Your instructions:
Your task is to repeat the records exactly from the line containing "For every instance of the rolled" onward, through the final line.

(Image point grounding data)
§ §
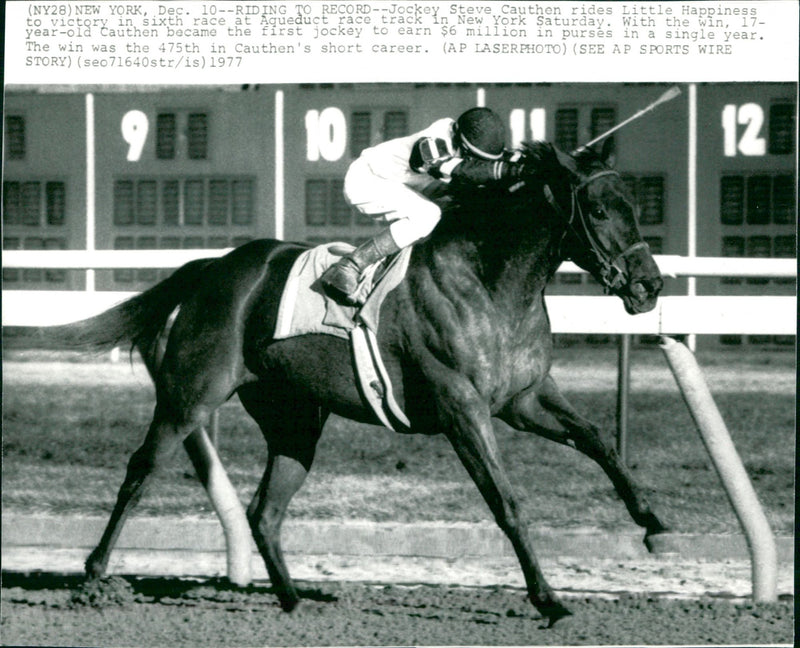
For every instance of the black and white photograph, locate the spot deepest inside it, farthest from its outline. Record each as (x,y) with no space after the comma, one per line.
(413,323)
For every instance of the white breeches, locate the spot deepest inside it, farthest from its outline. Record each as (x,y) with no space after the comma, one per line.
(410,214)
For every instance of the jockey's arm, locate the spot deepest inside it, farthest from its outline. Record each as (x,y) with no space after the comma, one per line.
(434,157)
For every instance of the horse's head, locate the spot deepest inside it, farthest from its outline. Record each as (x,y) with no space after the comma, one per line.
(602,235)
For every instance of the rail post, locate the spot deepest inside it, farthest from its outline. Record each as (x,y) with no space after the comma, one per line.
(738,488)
(623,391)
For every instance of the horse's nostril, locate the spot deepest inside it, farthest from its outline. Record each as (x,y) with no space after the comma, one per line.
(639,291)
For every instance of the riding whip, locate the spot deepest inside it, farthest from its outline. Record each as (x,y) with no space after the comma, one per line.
(669,95)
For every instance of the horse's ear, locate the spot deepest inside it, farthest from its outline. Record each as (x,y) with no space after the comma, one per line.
(608,154)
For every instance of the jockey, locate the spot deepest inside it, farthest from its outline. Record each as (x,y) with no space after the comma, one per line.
(394,182)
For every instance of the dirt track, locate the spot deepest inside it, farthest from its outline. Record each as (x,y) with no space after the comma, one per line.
(52,610)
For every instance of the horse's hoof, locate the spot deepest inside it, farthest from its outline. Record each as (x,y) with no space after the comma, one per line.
(553,612)
(93,568)
(657,542)
(289,602)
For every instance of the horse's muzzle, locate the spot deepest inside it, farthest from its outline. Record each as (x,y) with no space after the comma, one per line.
(641,294)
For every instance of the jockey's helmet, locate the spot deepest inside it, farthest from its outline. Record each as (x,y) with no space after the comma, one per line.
(480,132)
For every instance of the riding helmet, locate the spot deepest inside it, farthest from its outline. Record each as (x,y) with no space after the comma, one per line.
(481,133)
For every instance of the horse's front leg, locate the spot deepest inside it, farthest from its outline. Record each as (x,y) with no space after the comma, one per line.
(545,410)
(465,419)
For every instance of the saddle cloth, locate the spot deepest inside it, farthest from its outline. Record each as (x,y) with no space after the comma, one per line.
(304,308)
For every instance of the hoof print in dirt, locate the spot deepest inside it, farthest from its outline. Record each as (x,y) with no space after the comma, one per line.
(104,592)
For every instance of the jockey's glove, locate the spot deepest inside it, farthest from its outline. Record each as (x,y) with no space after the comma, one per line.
(489,172)
(429,153)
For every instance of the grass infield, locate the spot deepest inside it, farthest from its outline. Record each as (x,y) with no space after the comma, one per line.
(70,425)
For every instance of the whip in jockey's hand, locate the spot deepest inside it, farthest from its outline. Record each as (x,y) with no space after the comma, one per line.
(391,182)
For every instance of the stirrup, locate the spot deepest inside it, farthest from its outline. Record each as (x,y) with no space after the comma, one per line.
(340,281)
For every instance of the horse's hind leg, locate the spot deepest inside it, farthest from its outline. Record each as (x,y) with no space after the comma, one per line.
(532,411)
(162,438)
(464,418)
(292,426)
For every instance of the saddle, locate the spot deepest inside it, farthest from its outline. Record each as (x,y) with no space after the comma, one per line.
(305,309)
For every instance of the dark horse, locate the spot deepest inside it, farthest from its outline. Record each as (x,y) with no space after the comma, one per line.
(465,337)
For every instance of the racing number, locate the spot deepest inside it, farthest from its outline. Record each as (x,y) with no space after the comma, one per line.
(326,134)
(751,116)
(134,129)
(536,121)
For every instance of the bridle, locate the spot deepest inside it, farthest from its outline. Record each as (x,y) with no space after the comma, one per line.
(611,271)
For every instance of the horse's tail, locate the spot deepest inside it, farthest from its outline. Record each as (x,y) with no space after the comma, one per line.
(137,322)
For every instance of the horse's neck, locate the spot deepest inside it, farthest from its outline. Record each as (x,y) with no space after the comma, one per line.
(512,259)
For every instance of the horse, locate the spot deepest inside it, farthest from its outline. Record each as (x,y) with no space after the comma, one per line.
(465,338)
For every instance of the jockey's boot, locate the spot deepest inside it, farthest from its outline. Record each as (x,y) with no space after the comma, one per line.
(340,281)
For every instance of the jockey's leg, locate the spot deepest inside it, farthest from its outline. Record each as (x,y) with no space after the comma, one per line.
(412,217)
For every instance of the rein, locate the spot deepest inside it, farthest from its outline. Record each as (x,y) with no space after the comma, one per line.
(611,273)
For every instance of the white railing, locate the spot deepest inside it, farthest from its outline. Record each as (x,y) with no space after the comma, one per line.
(751,314)
(569,314)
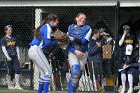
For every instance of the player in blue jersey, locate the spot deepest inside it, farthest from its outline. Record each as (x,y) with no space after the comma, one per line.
(10,50)
(79,34)
(42,39)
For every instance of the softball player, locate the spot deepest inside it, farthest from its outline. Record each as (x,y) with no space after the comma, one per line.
(79,35)
(42,39)
(126,43)
(11,51)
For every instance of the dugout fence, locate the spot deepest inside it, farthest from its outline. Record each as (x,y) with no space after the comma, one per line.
(25,19)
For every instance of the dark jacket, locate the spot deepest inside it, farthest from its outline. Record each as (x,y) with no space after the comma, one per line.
(94,52)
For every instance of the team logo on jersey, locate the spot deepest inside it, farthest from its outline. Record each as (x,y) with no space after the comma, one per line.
(11,43)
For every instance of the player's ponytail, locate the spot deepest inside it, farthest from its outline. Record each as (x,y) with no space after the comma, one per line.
(75,22)
(49,18)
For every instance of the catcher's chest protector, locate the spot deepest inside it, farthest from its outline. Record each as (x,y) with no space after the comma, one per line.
(78,31)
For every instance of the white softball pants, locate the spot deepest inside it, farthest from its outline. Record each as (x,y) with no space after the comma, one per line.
(74,60)
(37,56)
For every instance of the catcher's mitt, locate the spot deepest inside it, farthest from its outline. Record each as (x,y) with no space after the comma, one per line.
(62,37)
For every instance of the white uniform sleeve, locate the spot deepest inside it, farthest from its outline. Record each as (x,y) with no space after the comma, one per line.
(17,50)
(121,41)
(5,51)
(87,37)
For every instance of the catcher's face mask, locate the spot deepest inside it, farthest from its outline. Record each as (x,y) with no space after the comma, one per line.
(126,28)
(129,49)
(8,30)
(81,20)
(55,23)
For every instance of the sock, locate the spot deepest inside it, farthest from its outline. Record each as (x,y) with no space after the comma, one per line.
(46,87)
(71,88)
(8,79)
(130,80)
(123,78)
(17,78)
(40,87)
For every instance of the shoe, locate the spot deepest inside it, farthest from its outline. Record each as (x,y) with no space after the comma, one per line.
(119,90)
(139,91)
(130,90)
(10,87)
(123,90)
(18,87)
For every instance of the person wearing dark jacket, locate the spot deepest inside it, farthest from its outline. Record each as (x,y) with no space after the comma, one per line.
(127,44)
(95,58)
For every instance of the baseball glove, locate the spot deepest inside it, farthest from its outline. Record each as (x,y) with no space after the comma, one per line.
(62,37)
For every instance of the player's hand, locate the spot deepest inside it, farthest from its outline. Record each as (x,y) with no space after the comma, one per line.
(98,44)
(71,38)
(19,58)
(125,66)
(125,32)
(79,53)
(59,42)
(9,59)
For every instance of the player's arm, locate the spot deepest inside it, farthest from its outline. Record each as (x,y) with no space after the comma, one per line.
(83,40)
(17,48)
(70,48)
(93,49)
(47,36)
(3,46)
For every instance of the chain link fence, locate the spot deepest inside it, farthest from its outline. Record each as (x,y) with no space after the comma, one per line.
(25,19)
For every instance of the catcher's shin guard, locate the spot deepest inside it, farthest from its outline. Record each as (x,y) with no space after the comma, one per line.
(40,87)
(46,87)
(74,80)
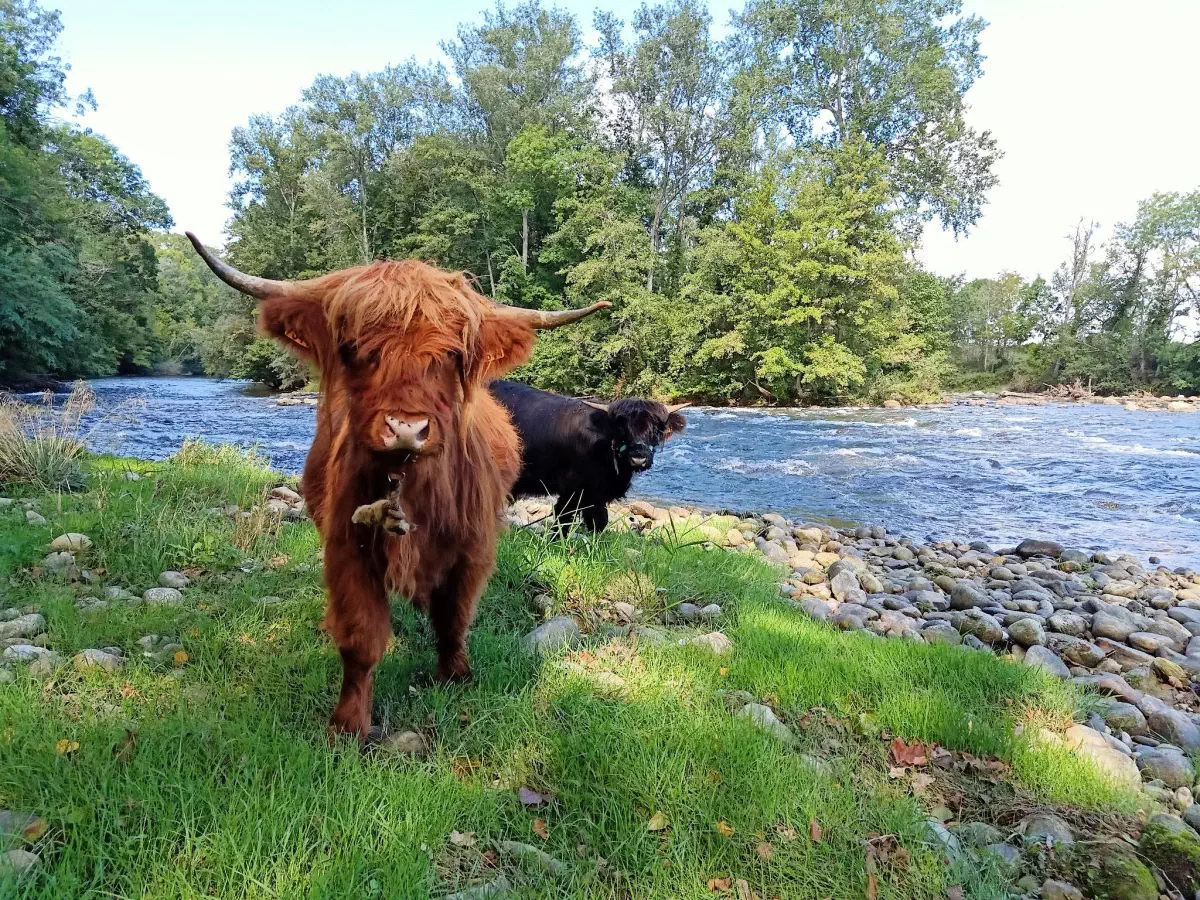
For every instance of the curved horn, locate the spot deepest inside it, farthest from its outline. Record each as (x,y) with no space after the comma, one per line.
(556,318)
(252,285)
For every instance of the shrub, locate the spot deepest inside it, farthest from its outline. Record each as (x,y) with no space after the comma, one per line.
(41,444)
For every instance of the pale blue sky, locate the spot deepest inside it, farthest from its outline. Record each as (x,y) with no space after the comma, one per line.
(1093,101)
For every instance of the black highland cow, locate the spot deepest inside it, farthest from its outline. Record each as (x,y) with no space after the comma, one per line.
(583,453)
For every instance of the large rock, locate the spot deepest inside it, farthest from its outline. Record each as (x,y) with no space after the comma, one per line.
(1044,659)
(1175,725)
(1167,765)
(553,635)
(1126,717)
(1027,633)
(1110,627)
(1091,745)
(1032,547)
(1175,849)
(1122,876)
(966,595)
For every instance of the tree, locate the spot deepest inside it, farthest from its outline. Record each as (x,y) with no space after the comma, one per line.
(667,89)
(889,72)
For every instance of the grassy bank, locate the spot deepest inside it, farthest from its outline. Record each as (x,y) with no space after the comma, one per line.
(209,773)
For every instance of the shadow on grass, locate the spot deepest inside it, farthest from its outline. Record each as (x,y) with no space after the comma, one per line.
(217,779)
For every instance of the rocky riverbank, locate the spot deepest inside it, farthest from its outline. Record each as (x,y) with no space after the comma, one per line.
(1126,630)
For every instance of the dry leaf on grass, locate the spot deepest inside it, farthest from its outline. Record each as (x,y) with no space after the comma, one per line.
(531,798)
(905,754)
(921,783)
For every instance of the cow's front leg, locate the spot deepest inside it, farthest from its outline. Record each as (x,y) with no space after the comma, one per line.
(359,622)
(451,611)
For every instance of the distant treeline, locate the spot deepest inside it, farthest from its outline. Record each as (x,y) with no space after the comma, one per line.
(748,204)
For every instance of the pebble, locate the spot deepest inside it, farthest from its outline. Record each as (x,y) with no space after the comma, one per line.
(765,719)
(163,597)
(23,627)
(173,580)
(1167,765)
(97,659)
(714,641)
(553,635)
(71,541)
(1044,659)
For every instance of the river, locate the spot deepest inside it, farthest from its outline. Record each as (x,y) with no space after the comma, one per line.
(1090,477)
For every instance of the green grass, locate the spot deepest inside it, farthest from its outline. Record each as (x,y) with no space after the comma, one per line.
(229,787)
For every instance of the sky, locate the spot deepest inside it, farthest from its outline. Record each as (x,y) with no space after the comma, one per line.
(1095,102)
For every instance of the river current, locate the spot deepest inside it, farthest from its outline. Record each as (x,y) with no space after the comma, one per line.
(1090,477)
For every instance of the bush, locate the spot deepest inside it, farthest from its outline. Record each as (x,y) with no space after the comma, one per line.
(41,444)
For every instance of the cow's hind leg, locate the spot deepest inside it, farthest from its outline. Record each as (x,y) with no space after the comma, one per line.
(360,624)
(567,511)
(595,514)
(453,610)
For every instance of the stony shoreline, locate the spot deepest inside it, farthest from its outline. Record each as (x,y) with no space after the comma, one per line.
(1109,623)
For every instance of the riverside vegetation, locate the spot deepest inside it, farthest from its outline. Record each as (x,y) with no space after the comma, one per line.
(690,705)
(748,204)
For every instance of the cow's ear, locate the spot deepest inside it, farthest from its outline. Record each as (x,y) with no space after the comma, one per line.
(504,343)
(300,325)
(676,424)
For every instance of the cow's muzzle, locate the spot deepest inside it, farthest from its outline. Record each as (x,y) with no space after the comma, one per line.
(406,435)
(641,456)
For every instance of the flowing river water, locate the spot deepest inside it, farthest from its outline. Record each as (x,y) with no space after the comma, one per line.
(1090,477)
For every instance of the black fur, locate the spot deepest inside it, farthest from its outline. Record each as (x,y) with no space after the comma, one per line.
(585,456)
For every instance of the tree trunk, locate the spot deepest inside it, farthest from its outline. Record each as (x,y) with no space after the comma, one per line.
(525,240)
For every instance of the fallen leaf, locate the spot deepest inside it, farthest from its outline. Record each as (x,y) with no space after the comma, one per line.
(921,781)
(531,798)
(904,754)
(126,747)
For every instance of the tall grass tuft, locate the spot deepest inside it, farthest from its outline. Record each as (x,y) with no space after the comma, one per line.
(41,443)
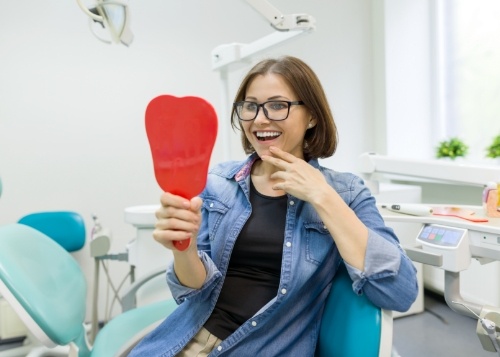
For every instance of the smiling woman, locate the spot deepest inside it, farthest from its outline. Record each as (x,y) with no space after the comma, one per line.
(269,233)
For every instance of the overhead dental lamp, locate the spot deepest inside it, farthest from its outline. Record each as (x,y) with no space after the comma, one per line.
(286,26)
(228,57)
(109,21)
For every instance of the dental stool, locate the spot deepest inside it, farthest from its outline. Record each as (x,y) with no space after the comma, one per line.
(68,230)
(47,288)
(64,227)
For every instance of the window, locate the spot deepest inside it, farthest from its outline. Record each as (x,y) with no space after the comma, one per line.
(468,72)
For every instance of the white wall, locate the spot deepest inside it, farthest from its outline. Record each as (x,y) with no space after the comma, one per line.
(72,108)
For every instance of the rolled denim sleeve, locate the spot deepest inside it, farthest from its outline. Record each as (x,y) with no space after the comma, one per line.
(388,278)
(181,292)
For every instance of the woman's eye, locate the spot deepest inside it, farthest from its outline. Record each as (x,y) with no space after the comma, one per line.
(278,106)
(250,106)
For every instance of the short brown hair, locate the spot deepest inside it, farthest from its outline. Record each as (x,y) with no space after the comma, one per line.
(321,140)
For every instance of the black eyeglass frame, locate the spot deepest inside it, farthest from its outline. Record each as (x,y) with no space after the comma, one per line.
(290,103)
§ §
Solution for this problem:
For every instance of the rolled denim sleeve, locate the spot deepest inside it, farthest from its outline. Record each as (x,y) with no space after the comma, one per line.
(388,278)
(181,292)
For every instance of the woman's eye, locate the spot deepest inside it, farthest from its outline. Record each as (x,y) with no space after the comma, one per line.
(278,106)
(250,106)
For every instance of the short brown hair, locate the spot deepest inside it, farthest from its outline. Record each as (x,y) with no space after the comma, one per line.
(321,140)
For every instance of the black eyeglass frame, locate the spot deepest inside it, farthest from its outline. Record each as (x,y) with no space after the comma, one per line.
(290,103)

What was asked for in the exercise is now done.